Task to complete:
Rescale the stretch of lines from the one containing "Exercise. Mark the rear" through the one containing "<point>496,125</point>", and reproduce only those lines with their requests included. Multiply every coordinate in the answers by 2.1 and round to the nearest whole number, rounding halves up.

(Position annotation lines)
# # #
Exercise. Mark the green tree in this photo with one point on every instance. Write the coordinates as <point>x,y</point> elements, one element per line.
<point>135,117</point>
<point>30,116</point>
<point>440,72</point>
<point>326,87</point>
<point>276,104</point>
# # #
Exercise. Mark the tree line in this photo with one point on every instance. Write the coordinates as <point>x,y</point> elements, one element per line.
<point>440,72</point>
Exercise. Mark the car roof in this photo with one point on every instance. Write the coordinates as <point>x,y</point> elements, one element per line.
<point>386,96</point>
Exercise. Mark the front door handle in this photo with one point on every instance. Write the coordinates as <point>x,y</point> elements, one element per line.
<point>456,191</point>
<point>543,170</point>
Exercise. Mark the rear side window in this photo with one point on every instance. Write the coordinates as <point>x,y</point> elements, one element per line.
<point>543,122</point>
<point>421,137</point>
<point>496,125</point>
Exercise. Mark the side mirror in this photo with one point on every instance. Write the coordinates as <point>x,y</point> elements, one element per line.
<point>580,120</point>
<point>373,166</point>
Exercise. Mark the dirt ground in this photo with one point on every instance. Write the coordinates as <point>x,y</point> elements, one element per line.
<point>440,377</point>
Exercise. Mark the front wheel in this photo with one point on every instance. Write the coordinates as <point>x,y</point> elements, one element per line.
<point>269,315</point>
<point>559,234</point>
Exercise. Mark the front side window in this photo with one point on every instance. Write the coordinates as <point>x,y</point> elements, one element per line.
# # #
Answer for the task:
Exercise. Mark the rear side window in this photo with one point on every instance. Write the coordinates as <point>x,y</point> elements, one element per line.
<point>1140,256</point>
<point>884,288</point>
<point>1042,263</point>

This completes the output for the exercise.